• [Aim of the task] Quote every line below exactly as it reads.

────────────────────

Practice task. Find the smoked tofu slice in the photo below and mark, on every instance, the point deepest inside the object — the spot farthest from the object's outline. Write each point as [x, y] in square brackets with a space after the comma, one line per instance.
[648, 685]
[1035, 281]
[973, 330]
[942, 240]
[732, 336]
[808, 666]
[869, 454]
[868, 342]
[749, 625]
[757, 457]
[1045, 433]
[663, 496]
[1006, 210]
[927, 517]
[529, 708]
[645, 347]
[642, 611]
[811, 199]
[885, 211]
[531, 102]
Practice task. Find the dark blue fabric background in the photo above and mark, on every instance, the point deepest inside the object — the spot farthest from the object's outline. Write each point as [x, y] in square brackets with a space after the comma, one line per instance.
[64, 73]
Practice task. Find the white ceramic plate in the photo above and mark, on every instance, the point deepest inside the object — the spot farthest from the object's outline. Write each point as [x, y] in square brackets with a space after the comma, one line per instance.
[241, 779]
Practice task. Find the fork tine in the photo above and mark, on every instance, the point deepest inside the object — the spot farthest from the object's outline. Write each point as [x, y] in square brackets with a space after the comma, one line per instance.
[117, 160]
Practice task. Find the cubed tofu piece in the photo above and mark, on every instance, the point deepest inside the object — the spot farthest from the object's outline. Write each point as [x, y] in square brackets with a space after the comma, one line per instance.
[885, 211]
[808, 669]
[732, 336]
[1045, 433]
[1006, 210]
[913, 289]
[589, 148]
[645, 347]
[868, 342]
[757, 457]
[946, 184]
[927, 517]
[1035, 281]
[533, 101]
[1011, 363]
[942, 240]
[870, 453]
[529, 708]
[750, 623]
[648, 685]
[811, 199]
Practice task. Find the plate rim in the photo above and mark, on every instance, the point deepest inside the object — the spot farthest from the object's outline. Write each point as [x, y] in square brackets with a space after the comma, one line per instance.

────────────────────

• [Task output]
Practice task. Find the smoked tofu slice in the photo below and mark, on every instance, the point deepest inside the object — the spot farthest from the object's outline. Write each point as [x, y] in square brackets with a space after the comma, one line per instance.
[648, 685]
[1035, 281]
[973, 330]
[942, 240]
[732, 336]
[808, 666]
[869, 454]
[868, 342]
[749, 625]
[757, 457]
[1045, 433]
[663, 496]
[1006, 210]
[927, 517]
[529, 708]
[645, 347]
[642, 611]
[811, 199]
[885, 211]
[531, 102]
Practice task. Find the dark blue fabric background in the photo above and mark, on every instance, the point deepest inside the object — the spot farthest from the object's outline. Write each point as [x, y] in square brackets with a space after the comma, one line per instance.
[64, 73]
Practice task. Find the white ceramic plate in the photo above and mark, on every instance, the point deepest inside the object — the spot farthest from the object's outline. Write each point as [x, y] in square brackets with a space after the comma, one line per instance.
[241, 779]
Practice task. Find the fork tine in the photo above and mark, on every instance, the point deepest inside the object — the spot farthest from the object's outline. Write each point as [x, y] in square brackets with a space after the comma, one line per instance.
[117, 160]
Practice task. Find the cubed tofu piece in the photo above and mark, on every instance, the point deepest inside the object — the spot farthest from the object's outline. Write each point as [x, y] in square brackets with a space after the comma, one line per instance.
[885, 211]
[808, 669]
[732, 336]
[1045, 433]
[1006, 210]
[913, 289]
[589, 148]
[645, 347]
[868, 342]
[757, 457]
[946, 184]
[927, 517]
[1035, 281]
[533, 101]
[1011, 363]
[942, 240]
[870, 453]
[529, 708]
[750, 623]
[648, 685]
[811, 199]
Practice task. Find the plate rim in the photo above and mark, on every instance, the point deepest inside the object — the spot farthest from the object's outline. Write each point as [x, y] in square brackets with a space after the comma, one line per instance.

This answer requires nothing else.